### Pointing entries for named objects
════════════════

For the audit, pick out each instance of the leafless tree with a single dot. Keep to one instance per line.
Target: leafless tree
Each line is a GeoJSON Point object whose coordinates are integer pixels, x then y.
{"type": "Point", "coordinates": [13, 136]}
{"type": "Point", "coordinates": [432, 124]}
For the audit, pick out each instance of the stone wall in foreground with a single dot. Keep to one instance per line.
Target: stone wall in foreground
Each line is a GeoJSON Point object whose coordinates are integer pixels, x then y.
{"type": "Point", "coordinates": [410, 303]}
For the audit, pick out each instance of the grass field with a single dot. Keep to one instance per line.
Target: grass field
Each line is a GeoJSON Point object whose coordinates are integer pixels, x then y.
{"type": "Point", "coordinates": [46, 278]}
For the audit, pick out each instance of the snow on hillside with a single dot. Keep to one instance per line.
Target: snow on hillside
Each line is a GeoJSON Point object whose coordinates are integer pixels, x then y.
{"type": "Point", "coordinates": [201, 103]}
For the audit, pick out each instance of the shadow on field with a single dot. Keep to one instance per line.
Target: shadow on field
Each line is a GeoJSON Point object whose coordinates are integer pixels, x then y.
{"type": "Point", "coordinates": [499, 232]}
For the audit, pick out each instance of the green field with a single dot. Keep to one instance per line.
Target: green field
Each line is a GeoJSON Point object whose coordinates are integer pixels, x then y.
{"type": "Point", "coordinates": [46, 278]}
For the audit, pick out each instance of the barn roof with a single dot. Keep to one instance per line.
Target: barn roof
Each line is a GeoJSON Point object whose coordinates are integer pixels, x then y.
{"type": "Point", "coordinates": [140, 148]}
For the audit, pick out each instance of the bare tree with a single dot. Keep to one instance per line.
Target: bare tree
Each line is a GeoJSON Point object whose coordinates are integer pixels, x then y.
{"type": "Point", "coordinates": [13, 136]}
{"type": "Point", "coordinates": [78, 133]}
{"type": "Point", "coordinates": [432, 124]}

════════════════

Reproduce every row above word for word, line by line, with nothing changed.

### Solution for this exercise
For the audit, pick out each instance of the leafless tree with a single dot. Keep to one instance per line.
Target: leafless tree
Each line is a GeoJSON Point object whose coordinates are integer pixels, x then y.
{"type": "Point", "coordinates": [13, 136]}
{"type": "Point", "coordinates": [432, 124]}
For the audit, pick out each instance of the stone wall in foreground with a single dot. Keep to one instance per line.
Target: stone wall in foreground
Each line is a GeoJSON Point object whose coordinates are integer pixels, x then y.
{"type": "Point", "coordinates": [410, 303]}
For the audit, pick out each instance of the grass field with a single dot. Keep to one instance per line.
Target: grass field
Each line is a GeoJSON Point object whose coordinates are integer pixels, x then y.
{"type": "Point", "coordinates": [46, 278]}
For the audit, pick out each instance of the snow on hillside with a single dot. Keep to one instance per line.
Target: snow on hillside
Each line is a GeoJSON Point object whose coordinates are integer pixels, x then y.
{"type": "Point", "coordinates": [201, 103]}
For the audit, pick out each instance of the shadow on field with a single dot. Keep to one instance per line.
Target: shadow on field
Each line is a GeoJSON Point object whose coordinates are integer pixels, x then y.
{"type": "Point", "coordinates": [499, 232]}
For the audit, pick out each instance of the green field with a single dot. Keep to one instance per line.
Target: green field
Each line is a GeoJSON Point object whose coordinates are integer pixels, x then y.
{"type": "Point", "coordinates": [46, 278]}
For the audit, pick out each instance of the barn roof with a single dot. Keep to one instance per line.
Target: barn roof
Each line is a GeoJSON Point object whose coordinates are integer pixels, x then y.
{"type": "Point", "coordinates": [140, 148]}
For the audit, pick out each instance of the bare tree with a single dot. Keep to one instance per line.
Target: bare tree
Each line is a GeoJSON Point object whose coordinates are integer pixels, x then y.
{"type": "Point", "coordinates": [13, 136]}
{"type": "Point", "coordinates": [78, 133]}
{"type": "Point", "coordinates": [432, 124]}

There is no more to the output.